● AIM OF THE EXERCISE: Could you write out every one of the records below again with "in this photo" replaced by "in this image" throughout, changing nothing else and leaving the pictures out?

-*-*-

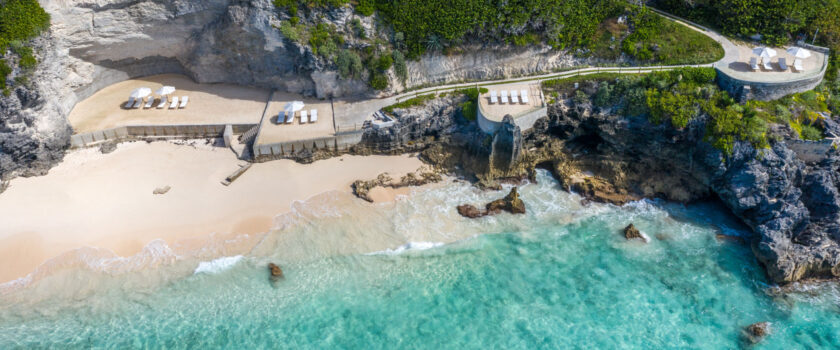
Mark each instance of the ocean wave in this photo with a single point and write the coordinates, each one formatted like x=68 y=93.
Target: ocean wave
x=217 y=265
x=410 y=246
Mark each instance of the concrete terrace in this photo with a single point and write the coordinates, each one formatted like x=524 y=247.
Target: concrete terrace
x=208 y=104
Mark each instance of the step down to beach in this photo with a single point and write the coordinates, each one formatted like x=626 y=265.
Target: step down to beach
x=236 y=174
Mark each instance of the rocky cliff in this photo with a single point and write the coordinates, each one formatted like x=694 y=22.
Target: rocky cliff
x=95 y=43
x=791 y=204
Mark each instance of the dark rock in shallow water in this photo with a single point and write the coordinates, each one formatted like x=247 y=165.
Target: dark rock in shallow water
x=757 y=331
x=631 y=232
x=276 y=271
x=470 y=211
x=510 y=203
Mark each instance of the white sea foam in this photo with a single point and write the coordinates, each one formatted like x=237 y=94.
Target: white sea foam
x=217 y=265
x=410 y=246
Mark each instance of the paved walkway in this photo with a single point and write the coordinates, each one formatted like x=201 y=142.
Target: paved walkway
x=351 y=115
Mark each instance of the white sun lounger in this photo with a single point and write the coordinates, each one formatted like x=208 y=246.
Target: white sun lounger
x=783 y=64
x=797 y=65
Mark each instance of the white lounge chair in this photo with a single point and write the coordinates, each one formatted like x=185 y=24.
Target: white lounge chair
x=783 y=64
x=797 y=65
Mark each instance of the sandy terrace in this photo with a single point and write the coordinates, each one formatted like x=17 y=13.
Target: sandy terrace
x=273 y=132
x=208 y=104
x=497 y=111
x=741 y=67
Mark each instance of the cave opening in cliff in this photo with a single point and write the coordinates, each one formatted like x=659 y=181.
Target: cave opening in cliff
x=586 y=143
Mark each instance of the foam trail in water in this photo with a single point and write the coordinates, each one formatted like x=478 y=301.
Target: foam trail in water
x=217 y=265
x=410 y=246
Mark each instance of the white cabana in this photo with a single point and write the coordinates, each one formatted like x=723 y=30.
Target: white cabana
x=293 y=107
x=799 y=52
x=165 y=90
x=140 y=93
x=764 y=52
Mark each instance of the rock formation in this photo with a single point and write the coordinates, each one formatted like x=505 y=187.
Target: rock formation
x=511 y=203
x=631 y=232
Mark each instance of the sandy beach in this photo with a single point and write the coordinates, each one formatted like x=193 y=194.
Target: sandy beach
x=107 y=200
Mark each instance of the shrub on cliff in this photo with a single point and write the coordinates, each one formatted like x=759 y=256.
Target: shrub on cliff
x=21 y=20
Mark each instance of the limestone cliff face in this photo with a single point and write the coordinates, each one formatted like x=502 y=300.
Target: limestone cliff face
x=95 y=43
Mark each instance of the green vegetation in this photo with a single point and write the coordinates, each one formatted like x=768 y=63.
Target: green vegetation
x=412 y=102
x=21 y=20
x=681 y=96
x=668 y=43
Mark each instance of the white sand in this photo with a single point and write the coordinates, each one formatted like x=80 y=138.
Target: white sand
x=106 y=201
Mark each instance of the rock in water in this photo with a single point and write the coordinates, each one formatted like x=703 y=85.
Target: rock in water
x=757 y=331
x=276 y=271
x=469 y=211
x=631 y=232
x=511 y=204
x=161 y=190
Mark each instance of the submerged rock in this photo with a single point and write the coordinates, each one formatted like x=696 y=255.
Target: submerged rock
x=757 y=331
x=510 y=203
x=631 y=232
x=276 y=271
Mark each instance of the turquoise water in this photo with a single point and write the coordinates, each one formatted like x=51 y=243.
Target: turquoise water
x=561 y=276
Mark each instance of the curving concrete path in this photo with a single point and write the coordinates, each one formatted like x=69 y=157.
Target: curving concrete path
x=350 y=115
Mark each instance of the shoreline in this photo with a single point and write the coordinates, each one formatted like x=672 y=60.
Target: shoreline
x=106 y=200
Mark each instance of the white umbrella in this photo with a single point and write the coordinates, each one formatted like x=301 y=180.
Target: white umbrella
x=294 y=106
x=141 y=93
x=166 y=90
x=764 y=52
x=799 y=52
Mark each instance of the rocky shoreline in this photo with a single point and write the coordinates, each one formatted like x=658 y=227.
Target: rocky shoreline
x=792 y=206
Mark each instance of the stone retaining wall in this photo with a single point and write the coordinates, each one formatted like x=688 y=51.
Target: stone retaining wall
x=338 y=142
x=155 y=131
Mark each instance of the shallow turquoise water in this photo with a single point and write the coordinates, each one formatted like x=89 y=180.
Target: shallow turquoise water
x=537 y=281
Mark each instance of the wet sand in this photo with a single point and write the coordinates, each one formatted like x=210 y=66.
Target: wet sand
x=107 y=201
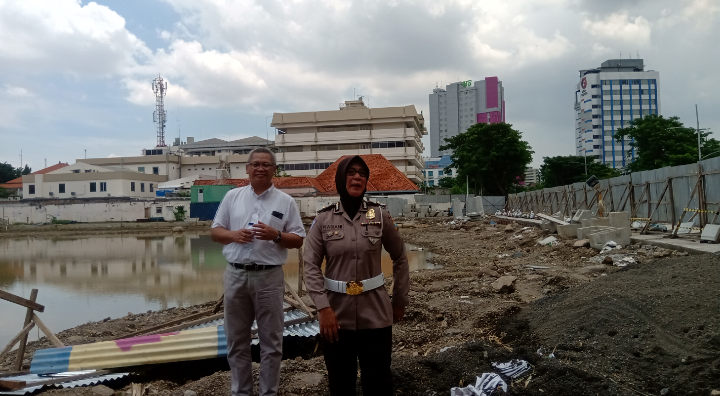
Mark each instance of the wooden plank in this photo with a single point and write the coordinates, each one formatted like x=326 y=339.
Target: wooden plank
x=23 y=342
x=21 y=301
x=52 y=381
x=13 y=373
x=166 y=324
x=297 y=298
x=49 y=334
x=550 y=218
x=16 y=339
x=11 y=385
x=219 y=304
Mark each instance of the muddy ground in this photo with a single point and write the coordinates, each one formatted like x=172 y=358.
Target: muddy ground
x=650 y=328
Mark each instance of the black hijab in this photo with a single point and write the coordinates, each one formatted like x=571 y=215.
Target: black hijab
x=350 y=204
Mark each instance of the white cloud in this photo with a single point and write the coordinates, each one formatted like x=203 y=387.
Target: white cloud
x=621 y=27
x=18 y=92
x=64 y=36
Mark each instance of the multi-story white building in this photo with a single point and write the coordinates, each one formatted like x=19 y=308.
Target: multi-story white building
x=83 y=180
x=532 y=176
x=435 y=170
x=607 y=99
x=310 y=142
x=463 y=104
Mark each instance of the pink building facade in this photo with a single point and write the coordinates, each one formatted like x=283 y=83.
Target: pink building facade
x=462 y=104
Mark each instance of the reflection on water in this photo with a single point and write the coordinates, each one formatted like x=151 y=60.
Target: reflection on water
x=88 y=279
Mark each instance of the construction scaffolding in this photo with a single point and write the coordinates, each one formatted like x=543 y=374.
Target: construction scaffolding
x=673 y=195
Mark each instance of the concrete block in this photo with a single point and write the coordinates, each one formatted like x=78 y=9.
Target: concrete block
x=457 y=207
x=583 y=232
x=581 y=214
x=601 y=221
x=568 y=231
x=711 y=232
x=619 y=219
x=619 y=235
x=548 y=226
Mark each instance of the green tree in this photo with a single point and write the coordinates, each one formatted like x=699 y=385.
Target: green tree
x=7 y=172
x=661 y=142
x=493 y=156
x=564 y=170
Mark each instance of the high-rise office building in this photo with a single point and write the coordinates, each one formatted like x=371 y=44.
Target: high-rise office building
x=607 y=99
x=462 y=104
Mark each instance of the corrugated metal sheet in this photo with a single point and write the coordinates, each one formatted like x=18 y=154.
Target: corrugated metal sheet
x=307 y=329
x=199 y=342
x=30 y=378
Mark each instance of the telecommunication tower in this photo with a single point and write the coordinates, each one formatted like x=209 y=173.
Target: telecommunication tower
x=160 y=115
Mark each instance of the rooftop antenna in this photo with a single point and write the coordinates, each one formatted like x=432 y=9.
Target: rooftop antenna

-*-*-

● RESPONSE:
Mark each instance of the ocean wave in this image with a single point and write the coordinates, each one formatted like x=68 y=93.
Target: ocean wave
x=217 y=265
x=410 y=246
Mark each instance of the concrete terrace in this image with a single point and write the coordinates, each one formatted like x=524 y=247.
Target: concrete terrace
x=208 y=104
Mark each instance of the step down to beach in this image with a single point and write the coordinates, each one formatted like x=626 y=265.
Target: step down to beach
x=236 y=174
Mark each instance of the rocky cliff in this image with a single point and write the coordinates, each one formatted like x=694 y=22.
Target: rocky cliff
x=95 y=43
x=791 y=204
Mark each instance of the dark rock in shallow water in this image with a single point and write the coordinates, each one formatted like x=247 y=165.
Target: dark rock in shallow water
x=757 y=331
x=631 y=232
x=276 y=271
x=470 y=211
x=510 y=203
Mark each instance of the white sea foam in this image with a single point and write the coordinates, each one formatted like x=237 y=94.
Target: white sea foam
x=217 y=265
x=410 y=246
Mark each instance of the paved walkway in this image with a single point and write the coordinates, each one formatted like x=201 y=142.
Target: paved walkway
x=351 y=115
Mark each instance of the white sun lounger in this image with a single point and write the coordinates, each one formatted like x=208 y=246.
Target: white sun lounger
x=783 y=64
x=797 y=65
Mark each instance of the white lounge chair in this image with a single point and write the coordinates, each one formatted like x=185 y=24.
Target: white lounge chair
x=783 y=64
x=797 y=65
Mark each instance of the sandy terrace in this image with a single point and write the coordinates, each one formatted like x=17 y=13.
Target: sandy terrace
x=273 y=132
x=208 y=104
x=497 y=111
x=741 y=67
Mark each instance of the cave opening in cliff in this image with a single point and write the coordinates, each one formatted like x=659 y=181.
Target: cave opening in cliff
x=586 y=143
Mark each instance of the foam trail in water in this image with a single point and write the coordinates, each one formatted like x=478 y=301.
Target: foam trail in water
x=217 y=265
x=410 y=246
Mark each instance of the white cabana in this image with a single point and write the coordinates, each one formatted like x=723 y=30.
Target: white cabana
x=293 y=107
x=799 y=52
x=165 y=90
x=140 y=93
x=764 y=52
Mark each instance of the rock formation in this image with a single point and write the coordinates, each one formatted like x=505 y=187.
Target: rock formation
x=511 y=203
x=631 y=232
Mark each instance of the sandy beach in this image with a single point and write the coordinates, each one formatted like x=193 y=194.
Target: sandy beach
x=107 y=200
Mark each instance of the shrub on cliff in this image with a single point and write the coordinates, each one formatted like x=759 y=256.
Target: shrub on cliff
x=21 y=20
Mark each instance of the limestone cliff face in this image with a single point and write the coordinates, each one formatted like x=502 y=300.
Target: limestone cliff face
x=95 y=43
Mark each instance of the green vegetation in this image with a single point and write the coordinates, each one formatted like x=768 y=63.
Target: green vegetation
x=412 y=102
x=21 y=20
x=681 y=96
x=668 y=43
Mark each instance of the white sand in this image with a single point and write the coordinates, each one formatted like x=80 y=138.
Target: white sand
x=106 y=201
Mark each instance of the rock in water in this image with a single point and write the coordinates, each one formatted like x=703 y=85.
Target: rock in water
x=757 y=331
x=276 y=271
x=469 y=211
x=631 y=232
x=511 y=204
x=161 y=190
Mark each instance of the submerged rock in this image with a single point and write the coordinates, each one formatted like x=696 y=255.
Target: submerged rock
x=757 y=331
x=510 y=203
x=631 y=232
x=276 y=271
Mark each instance of the turquoise water in this image with a single point and write the coordinates, each one formatted like x=51 y=243.
Target: turquoise water
x=561 y=276
Mark each instance of the curving concrete path in this image with a single point and write the coordinates, each one formatted like x=69 y=157.
Target: curving concrete path
x=350 y=115
Mark each instance of the shoreline in this image with a single point and write the coordinates, each one formatted like x=672 y=60.
Target: shoreline
x=106 y=200
Mark each instance of the white umbrella in this image with a single point and write the coordinates, each one formatted like x=301 y=180.
Target: white umbrella
x=294 y=106
x=141 y=93
x=166 y=90
x=764 y=52
x=799 y=52
Mark each instance of the rocky shoreline in this image with a single point and write the coordinates, each one formatted like x=658 y=227.
Target: rocky shoreline
x=792 y=206
Mark each instance of the stone retaining wall in this image with a single point and write the coordinates, each one formatted like x=688 y=51.
Target: stone retaining wall
x=338 y=142
x=155 y=131
Mark each instance of the shallow turquoise water in this image with a single point and write the coordinates, each one formatted like x=89 y=180.
Target: shallow turquoise water
x=537 y=281
Mark each instance of the wet sand in this image with a single point and write the coordinates, each one formatted like x=210 y=66.
Target: wet sand
x=107 y=201
Mark each instance of the wooden plank in this image with a single point and write the coordinates, each one formatted like x=326 y=339.
Target: wooden plank
x=23 y=342
x=21 y=301
x=52 y=381
x=13 y=373
x=166 y=324
x=297 y=298
x=49 y=334
x=550 y=218
x=16 y=339
x=11 y=385
x=219 y=304
Mark each instance of the muddy ground in this image with a single point and write the coordinates, each one formatted like x=172 y=358.
Target: muddy ground
x=650 y=328
Mark each instance of the black hijab in this image with a single point and write the coordinates, each one formatted like x=571 y=215.
Target: black hijab
x=350 y=204
Mark each instance of the white cloud in this image with a single point and write the coordinates, each one formatted like x=203 y=387.
Target: white cloud
x=621 y=27
x=18 y=92
x=64 y=36
Mark each instance of the multi-story white building in this image with a single point and write the coordinates, each one formatted like x=19 y=308.
Target: multi-story white building
x=83 y=180
x=532 y=176
x=435 y=170
x=607 y=99
x=310 y=142
x=463 y=104
Mark each instance of the pink building facade in this image with a single point and write the coordinates, each one formatted like x=283 y=83.
Target: pink building facade
x=462 y=104
Mark each instance of the reflection on water in this image with a single point and write the coordinates, each one formatted like x=151 y=60.
Target: reflection on water
x=88 y=279
Mark each instance of the construction scaffolding in this image with a single point and write the coordinates, each one formatted like x=543 y=374.
Target: construction scaffolding
x=673 y=195
Mark each instance of the concrete block in this image with a single point and write the coordinates, each one formatted like x=78 y=9.
Target: concrete block
x=457 y=207
x=583 y=232
x=581 y=214
x=601 y=221
x=568 y=231
x=711 y=232
x=619 y=219
x=619 y=235
x=548 y=226
Mark each instance of the green tree in this image with a single point and write the coordinates, each one formatted like x=699 y=385.
Target: green tree
x=7 y=172
x=661 y=142
x=493 y=156
x=564 y=170
Mark each instance of the high-rise office building in this image with a single point and write the coordinates, each one formatted like x=371 y=44.
Target: high-rise office building
x=607 y=99
x=462 y=104
Mark each instance of the corrugated metal sheet in this image with a single point and write the coordinates, each one formatted like x=18 y=154.
Target: corrugated metal sheet
x=307 y=329
x=199 y=342
x=30 y=378
Mark each instance of the telecommunication tower in this image with a single point and write the coordinates, each one formatted like x=209 y=173.
Target: telecommunication tower
x=160 y=115
Mark each instance of the rooftop antenna in this image with a single point and write the coordinates, each one formatted like x=432 y=9.
Target: rooftop antenna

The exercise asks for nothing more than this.